- [DATA EXCERPTS]:
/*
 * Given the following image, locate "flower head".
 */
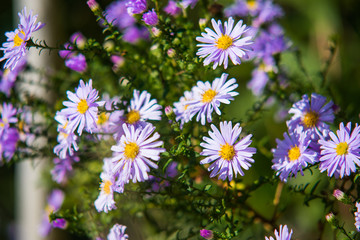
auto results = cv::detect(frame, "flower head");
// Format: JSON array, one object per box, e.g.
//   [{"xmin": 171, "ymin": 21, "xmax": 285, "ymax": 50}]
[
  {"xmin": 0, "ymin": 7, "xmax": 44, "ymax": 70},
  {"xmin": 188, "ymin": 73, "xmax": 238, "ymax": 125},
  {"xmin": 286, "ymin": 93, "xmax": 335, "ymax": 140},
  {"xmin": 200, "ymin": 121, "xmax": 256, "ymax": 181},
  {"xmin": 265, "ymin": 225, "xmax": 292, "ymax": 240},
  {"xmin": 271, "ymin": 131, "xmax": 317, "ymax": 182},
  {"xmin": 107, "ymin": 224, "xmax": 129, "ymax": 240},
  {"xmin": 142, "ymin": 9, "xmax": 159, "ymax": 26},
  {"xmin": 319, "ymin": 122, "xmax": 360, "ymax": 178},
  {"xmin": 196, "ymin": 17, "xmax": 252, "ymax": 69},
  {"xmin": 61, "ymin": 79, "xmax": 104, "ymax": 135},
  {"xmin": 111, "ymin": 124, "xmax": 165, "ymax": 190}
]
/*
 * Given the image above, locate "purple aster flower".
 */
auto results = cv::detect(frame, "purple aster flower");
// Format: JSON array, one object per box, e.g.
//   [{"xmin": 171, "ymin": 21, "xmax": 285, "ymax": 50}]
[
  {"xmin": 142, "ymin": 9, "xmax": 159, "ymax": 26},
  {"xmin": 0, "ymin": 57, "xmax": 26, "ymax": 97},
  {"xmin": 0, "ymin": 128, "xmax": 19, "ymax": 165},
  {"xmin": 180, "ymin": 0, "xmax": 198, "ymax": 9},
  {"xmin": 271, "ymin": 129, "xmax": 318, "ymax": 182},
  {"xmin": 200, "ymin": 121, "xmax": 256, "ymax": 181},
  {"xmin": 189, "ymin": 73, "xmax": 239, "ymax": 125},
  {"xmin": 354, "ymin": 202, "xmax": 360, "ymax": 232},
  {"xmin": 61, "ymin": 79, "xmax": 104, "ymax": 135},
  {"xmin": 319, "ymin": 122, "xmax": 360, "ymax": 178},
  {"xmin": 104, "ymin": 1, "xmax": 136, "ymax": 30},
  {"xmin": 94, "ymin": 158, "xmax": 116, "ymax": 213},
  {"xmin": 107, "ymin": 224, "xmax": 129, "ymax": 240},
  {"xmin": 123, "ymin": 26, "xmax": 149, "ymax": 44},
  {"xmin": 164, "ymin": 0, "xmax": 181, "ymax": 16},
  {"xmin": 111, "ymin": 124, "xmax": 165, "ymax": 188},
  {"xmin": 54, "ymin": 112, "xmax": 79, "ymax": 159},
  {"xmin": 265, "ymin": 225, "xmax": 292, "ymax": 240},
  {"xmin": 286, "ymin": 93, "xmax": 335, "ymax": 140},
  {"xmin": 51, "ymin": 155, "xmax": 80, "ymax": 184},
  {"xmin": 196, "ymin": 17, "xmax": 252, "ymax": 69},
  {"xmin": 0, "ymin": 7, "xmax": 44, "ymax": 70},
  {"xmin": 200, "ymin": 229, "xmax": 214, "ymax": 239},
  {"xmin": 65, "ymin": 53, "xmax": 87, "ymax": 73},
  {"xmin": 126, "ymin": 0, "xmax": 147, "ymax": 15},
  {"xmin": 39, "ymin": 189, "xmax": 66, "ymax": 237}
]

- [EXERCISE GOAL]:
List each line in the entries above that contains the string "purple". Matches must agree in case.

- [WRITTEN SOLUTION]:
 * Given the image above, locate "purple aster flower".
auto results = cv::detect(frame, "purple aster flower");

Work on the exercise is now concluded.